• Directive:
Repeat the lines beginning at the one with "Practice. Indicate each instance of the shallow" and running to the end of the material, keeping the first and last of them, exactly as they appear.

• Listing:
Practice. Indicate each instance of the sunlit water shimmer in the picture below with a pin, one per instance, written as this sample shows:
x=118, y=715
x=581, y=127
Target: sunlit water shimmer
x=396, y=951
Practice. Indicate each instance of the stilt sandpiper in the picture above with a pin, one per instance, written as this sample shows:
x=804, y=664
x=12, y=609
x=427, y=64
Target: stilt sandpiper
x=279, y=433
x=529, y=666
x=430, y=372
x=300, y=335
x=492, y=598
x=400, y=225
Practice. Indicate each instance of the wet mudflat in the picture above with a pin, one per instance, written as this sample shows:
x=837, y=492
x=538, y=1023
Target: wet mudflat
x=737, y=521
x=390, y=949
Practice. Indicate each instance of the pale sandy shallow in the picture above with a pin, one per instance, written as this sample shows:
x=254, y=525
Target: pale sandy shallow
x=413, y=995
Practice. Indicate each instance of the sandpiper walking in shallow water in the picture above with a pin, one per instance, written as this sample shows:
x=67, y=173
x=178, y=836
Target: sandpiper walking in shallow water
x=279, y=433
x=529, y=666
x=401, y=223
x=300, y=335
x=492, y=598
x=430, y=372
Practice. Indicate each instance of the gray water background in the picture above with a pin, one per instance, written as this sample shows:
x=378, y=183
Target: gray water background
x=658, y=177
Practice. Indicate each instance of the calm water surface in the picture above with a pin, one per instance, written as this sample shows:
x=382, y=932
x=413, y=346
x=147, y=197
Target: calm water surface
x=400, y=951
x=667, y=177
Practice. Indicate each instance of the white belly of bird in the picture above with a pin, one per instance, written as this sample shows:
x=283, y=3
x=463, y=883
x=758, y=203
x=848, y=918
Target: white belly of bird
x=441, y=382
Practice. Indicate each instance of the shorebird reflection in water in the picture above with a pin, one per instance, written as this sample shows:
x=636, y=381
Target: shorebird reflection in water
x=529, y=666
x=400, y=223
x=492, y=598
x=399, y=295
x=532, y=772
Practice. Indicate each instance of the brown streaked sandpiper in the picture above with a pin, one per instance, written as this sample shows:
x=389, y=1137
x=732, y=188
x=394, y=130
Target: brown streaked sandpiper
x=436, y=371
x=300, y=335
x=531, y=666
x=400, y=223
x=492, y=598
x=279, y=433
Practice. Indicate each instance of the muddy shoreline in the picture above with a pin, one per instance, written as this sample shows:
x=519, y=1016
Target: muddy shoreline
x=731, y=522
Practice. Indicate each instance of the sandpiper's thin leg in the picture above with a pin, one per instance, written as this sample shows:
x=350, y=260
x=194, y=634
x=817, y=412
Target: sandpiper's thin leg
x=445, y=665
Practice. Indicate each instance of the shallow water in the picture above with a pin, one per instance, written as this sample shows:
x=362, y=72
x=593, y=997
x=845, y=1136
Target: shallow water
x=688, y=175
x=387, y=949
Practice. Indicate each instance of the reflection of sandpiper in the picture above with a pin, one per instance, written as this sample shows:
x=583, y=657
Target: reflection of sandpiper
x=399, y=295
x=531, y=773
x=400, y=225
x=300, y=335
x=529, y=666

• Task answer:
Practice. Indicate each instance of the shallow water in the picture above with a pin, one per instance, written as this sample shows:
x=362, y=72
x=593, y=997
x=845, y=1136
Target: shallow water
x=688, y=175
x=387, y=949
Practice. Indicate each instance of the reflection of sandpiper in the picture above with a pin, one per instance, written as this sample shows:
x=583, y=657
Target: reflection of sandpiper
x=399, y=295
x=531, y=773
x=400, y=225
x=300, y=335
x=529, y=666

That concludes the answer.